* Requirements: Rescale the point coordinates in the listing below by multiplying each by 1.05 and rounding to whole numbers, with halves rounding up. Reproduce only the lines that start at the one containing "Target: white button-up shirt" and end after the one containing "(1229, 387)", keeping every other line, requests included, unchanged.

Rows from a pointing dataset
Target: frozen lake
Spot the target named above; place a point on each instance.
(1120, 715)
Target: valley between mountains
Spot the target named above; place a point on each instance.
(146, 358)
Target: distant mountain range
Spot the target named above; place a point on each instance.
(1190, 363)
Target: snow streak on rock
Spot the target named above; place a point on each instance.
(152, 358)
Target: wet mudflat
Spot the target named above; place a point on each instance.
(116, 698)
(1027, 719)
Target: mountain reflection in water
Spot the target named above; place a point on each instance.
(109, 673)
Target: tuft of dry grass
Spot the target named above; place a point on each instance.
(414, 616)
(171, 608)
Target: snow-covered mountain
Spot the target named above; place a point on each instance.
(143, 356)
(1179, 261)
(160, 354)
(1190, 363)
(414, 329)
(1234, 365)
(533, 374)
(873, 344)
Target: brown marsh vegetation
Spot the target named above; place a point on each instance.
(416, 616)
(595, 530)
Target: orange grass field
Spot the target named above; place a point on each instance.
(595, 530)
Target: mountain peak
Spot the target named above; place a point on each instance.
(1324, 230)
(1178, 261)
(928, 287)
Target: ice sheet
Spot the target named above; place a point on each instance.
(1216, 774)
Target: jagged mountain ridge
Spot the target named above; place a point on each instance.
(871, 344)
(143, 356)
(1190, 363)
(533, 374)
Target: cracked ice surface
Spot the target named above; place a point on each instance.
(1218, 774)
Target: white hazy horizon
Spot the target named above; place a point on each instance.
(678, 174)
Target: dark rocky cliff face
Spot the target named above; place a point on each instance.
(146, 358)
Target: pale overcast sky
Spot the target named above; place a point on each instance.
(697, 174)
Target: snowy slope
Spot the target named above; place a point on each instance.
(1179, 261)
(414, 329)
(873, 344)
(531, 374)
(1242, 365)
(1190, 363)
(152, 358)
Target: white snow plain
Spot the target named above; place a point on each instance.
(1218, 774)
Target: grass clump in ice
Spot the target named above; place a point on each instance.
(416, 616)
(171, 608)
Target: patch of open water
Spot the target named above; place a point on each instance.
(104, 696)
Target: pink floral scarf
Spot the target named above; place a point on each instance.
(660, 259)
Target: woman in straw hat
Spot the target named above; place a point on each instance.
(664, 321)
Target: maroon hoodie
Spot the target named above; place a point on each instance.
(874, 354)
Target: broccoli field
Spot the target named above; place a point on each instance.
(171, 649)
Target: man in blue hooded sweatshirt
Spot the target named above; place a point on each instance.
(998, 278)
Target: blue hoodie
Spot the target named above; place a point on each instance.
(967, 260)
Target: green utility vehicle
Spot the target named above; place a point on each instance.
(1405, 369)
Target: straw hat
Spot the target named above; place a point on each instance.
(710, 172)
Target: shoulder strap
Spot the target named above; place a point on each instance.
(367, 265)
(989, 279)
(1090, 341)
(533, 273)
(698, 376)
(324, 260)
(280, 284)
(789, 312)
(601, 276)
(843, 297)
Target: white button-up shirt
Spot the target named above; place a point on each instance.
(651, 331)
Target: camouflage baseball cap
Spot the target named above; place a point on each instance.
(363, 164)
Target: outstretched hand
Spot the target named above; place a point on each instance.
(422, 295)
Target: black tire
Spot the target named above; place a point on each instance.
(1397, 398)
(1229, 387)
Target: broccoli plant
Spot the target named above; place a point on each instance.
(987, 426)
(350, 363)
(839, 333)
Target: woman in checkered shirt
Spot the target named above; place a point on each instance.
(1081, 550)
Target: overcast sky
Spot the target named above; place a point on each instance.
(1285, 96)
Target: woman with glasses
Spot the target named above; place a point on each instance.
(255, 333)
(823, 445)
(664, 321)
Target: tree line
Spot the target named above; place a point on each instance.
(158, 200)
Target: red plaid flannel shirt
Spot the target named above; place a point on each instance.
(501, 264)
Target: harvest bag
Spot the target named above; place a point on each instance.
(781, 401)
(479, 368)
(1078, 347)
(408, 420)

* Solution to the exercise:
Target: white button-up shirt
Spot the target named above; place a point on each instance.
(684, 348)
Target: camouflage baseball cap
Spot the target named above; place a point on each instance.
(381, 172)
Target: outstretched hand
Spot the target named above; place a point on each instance.
(443, 310)
Target: black tire
Spot the target named above; place a point on each instance.
(1467, 418)
(1290, 406)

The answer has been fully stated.